**Exercise prompt**
State how many lines of the entries include the string "jacket", please, leaving out everything but the number.

**Information given**

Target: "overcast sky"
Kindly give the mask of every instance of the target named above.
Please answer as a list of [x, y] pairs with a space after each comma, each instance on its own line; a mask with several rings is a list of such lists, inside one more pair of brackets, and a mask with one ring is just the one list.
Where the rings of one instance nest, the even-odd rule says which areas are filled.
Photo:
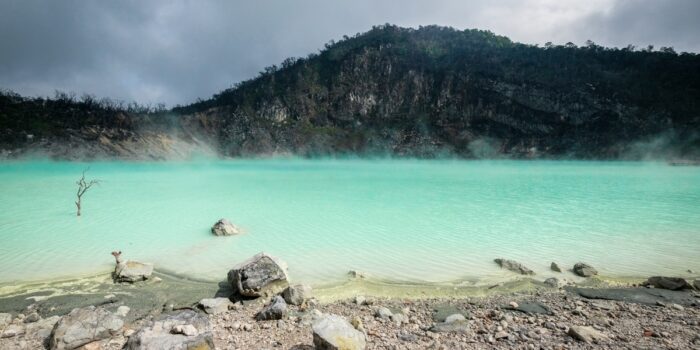
[[0, 2], [0, 88], [186, 104], [372, 25], [700, 52], [700, 0]]

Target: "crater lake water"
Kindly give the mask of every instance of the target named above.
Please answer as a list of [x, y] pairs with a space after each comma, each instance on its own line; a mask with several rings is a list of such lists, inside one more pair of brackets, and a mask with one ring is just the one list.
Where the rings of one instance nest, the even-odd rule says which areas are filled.
[[[75, 181], [100, 179], [76, 217]], [[700, 270], [700, 168], [664, 163], [199, 160], [0, 163], [0, 283], [104, 273], [113, 250], [225, 279], [260, 251], [312, 285], [359, 270], [392, 281], [544, 278], [556, 261], [605, 276]], [[228, 218], [245, 233], [215, 237]]]

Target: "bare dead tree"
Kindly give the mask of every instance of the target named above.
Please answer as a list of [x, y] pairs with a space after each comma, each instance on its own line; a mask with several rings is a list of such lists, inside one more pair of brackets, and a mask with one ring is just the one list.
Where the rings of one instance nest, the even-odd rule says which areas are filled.
[[97, 185], [100, 183], [100, 180], [85, 181], [85, 172], [87, 172], [88, 170], [90, 170], [90, 168], [83, 170], [83, 176], [80, 177], [80, 180], [75, 182], [75, 184], [78, 185], [78, 193], [76, 193], [78, 199], [75, 201], [75, 206], [78, 208], [78, 216], [80, 216], [80, 209], [83, 203], [83, 195], [93, 185]]

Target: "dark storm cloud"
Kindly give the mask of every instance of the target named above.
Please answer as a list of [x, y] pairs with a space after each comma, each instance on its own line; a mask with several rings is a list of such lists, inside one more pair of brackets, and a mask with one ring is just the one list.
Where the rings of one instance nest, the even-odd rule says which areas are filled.
[[699, 51], [700, 2], [12, 1], [0, 4], [0, 87], [188, 103], [375, 24], [489, 29], [516, 41]]

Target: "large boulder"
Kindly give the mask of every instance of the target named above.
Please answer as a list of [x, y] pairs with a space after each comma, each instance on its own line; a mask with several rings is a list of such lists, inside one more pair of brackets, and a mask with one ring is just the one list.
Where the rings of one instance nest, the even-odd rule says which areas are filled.
[[211, 227], [211, 233], [217, 236], [233, 236], [240, 234], [241, 229], [226, 219], [220, 219]]
[[608, 337], [605, 334], [589, 326], [571, 326], [569, 327], [568, 334], [576, 340], [580, 340], [589, 344], [597, 343], [608, 339]]
[[199, 301], [199, 307], [210, 315], [226, 312], [232, 306], [229, 298], [207, 298]]
[[127, 260], [117, 264], [114, 270], [114, 280], [116, 282], [139, 282], [151, 278], [153, 274], [153, 264]]
[[591, 277], [597, 275], [598, 270], [593, 268], [591, 265], [580, 262], [574, 265], [574, 273], [581, 277]]
[[365, 334], [338, 315], [323, 315], [311, 328], [319, 350], [362, 350], [366, 346]]
[[76, 349], [97, 340], [112, 337], [121, 332], [121, 317], [94, 306], [73, 309], [63, 316], [51, 333], [52, 350]]
[[494, 259], [493, 261], [496, 264], [498, 264], [498, 266], [500, 266], [501, 268], [504, 268], [504, 269], [507, 269], [507, 270], [510, 270], [513, 272], [517, 272], [521, 275], [534, 275], [535, 274], [534, 271], [528, 269], [523, 264], [521, 264], [517, 261], [508, 260], [508, 259]]
[[649, 277], [649, 279], [647, 279], [647, 284], [650, 286], [654, 286], [654, 288], [669, 290], [693, 289], [693, 287], [690, 286], [688, 281], [680, 277]]
[[287, 264], [266, 253], [259, 253], [231, 269], [228, 282], [243, 296], [275, 295], [289, 286]]
[[304, 301], [311, 298], [311, 286], [305, 284], [297, 284], [289, 286], [282, 292], [284, 301], [290, 305], [301, 305]]
[[193, 310], [163, 315], [129, 337], [127, 350], [214, 349], [209, 318]]
[[272, 298], [270, 305], [255, 315], [257, 321], [281, 320], [287, 316], [287, 303], [281, 296]]

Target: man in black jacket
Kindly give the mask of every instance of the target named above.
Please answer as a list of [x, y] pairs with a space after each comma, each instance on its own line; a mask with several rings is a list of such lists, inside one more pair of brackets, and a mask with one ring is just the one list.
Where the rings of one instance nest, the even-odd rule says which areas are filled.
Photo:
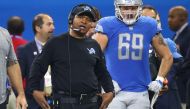
[[69, 15], [69, 32], [50, 39], [34, 60], [29, 84], [43, 109], [49, 109], [49, 105], [38, 83], [49, 65], [55, 109], [98, 109], [98, 82], [105, 91], [100, 109], [113, 99], [114, 87], [101, 48], [95, 40], [85, 37], [94, 19], [91, 6], [75, 6]]
[[[30, 86], [28, 84], [30, 69], [32, 62], [42, 51], [42, 47], [47, 40], [52, 36], [54, 31], [53, 19], [47, 14], [37, 14], [32, 23], [35, 38], [25, 46], [20, 46], [17, 49], [17, 56], [22, 71], [22, 78], [25, 82], [25, 93], [28, 102], [28, 109], [41, 109], [35, 99], [30, 94]], [[39, 90], [44, 90], [44, 78], [38, 82]]]
[[[175, 6], [171, 8], [168, 16], [168, 24], [170, 29], [176, 33], [173, 40], [184, 57], [184, 62], [179, 65], [179, 67], [182, 67], [179, 70], [181, 74], [178, 77], [177, 83], [182, 103], [186, 103], [188, 109], [190, 109], [190, 90], [188, 90], [188, 87], [190, 87], [190, 73], [188, 70], [189, 67], [186, 67], [190, 63], [190, 58], [188, 57], [188, 49], [190, 49], [190, 26], [188, 24], [188, 11], [185, 7]], [[188, 81], [189, 85], [187, 84]]]

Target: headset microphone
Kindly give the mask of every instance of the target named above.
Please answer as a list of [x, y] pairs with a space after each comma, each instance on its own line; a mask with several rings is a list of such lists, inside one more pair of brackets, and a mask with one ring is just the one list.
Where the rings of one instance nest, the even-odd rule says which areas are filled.
[[72, 28], [72, 30], [74, 30], [74, 31], [80, 31], [80, 29], [79, 28]]
[[73, 30], [73, 31], [77, 31], [77, 32], [79, 32], [81, 29], [80, 28], [73, 28], [73, 26], [71, 25], [71, 29]]

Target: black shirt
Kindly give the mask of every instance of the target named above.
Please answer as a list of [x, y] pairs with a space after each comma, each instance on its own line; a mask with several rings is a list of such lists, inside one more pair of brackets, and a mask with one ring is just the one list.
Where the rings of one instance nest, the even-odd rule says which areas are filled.
[[51, 66], [53, 93], [93, 93], [98, 81], [105, 92], [114, 90], [99, 44], [90, 38], [78, 39], [65, 33], [50, 39], [34, 60], [29, 83], [31, 91], [39, 89], [39, 81]]

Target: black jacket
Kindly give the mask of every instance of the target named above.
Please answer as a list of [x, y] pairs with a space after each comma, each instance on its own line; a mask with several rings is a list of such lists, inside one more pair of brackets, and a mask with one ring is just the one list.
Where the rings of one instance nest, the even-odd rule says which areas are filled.
[[185, 58], [187, 55], [188, 48], [190, 47], [190, 25], [185, 27], [185, 29], [179, 34], [175, 43], [180, 47], [180, 53]]
[[50, 39], [35, 59], [29, 77], [31, 91], [51, 66], [53, 93], [71, 94], [98, 91], [98, 82], [106, 92], [114, 90], [99, 44], [90, 38], [77, 39], [65, 33]]
[[[35, 57], [39, 55], [37, 45], [35, 41], [29, 42], [24, 46], [20, 46], [17, 48], [17, 57], [20, 64], [22, 78], [26, 79], [26, 94], [29, 95], [29, 85], [28, 85], [28, 78], [30, 73], [30, 68], [32, 62], [34, 61]], [[44, 89], [44, 78], [42, 78], [40, 82], [40, 90]]]
[[[29, 86], [29, 75], [30, 68], [33, 60], [39, 55], [37, 45], [35, 41], [32, 41], [24, 46], [17, 48], [17, 57], [20, 64], [22, 78], [26, 80], [26, 99], [28, 103], [28, 109], [38, 109], [40, 108], [39, 104], [34, 100], [33, 96], [30, 94]], [[44, 78], [42, 77], [41, 81], [38, 82], [39, 90], [44, 90]]]

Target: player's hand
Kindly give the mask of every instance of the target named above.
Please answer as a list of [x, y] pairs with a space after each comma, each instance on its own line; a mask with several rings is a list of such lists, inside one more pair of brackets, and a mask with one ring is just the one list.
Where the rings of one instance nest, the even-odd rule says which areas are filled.
[[157, 76], [155, 81], [150, 82], [150, 84], [148, 85], [148, 89], [155, 93], [158, 93], [163, 87], [163, 81], [163, 77]]
[[164, 85], [163, 88], [159, 92], [159, 96], [163, 95], [167, 91], [168, 91], [168, 85]]
[[164, 94], [165, 92], [168, 91], [168, 80], [165, 78], [164, 82], [163, 82], [163, 87], [159, 93], [159, 96], [161, 96], [162, 94]]
[[155, 80], [155, 81], [152, 81], [149, 85], [148, 85], [148, 89], [157, 93], [161, 90], [162, 88], [162, 82], [159, 81], [159, 80]]
[[19, 109], [19, 106], [21, 106], [21, 109], [27, 109], [28, 107], [24, 93], [19, 93], [16, 98], [16, 109]]
[[45, 93], [43, 91], [35, 90], [33, 91], [32, 95], [42, 109], [50, 109], [50, 106], [45, 99]]
[[106, 109], [109, 103], [112, 101], [114, 94], [112, 92], [103, 93], [102, 95], [102, 104], [99, 109]]

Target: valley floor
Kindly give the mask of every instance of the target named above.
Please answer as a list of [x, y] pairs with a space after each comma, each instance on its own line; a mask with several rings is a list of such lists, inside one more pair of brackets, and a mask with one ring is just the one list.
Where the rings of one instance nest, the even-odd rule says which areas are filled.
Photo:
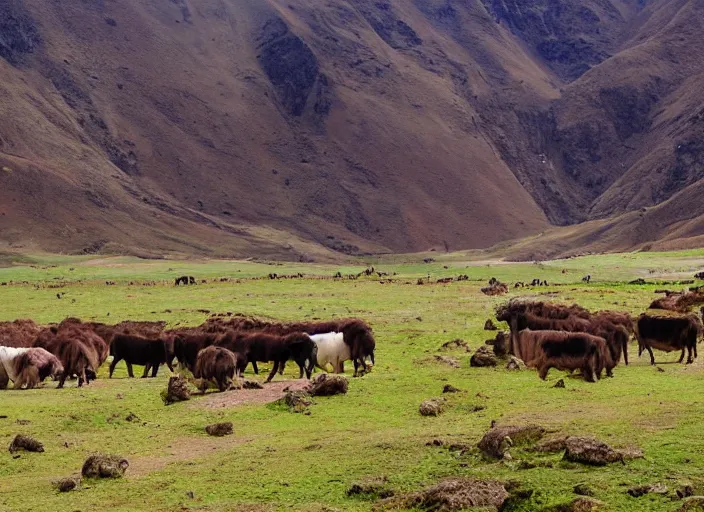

**Answer below**
2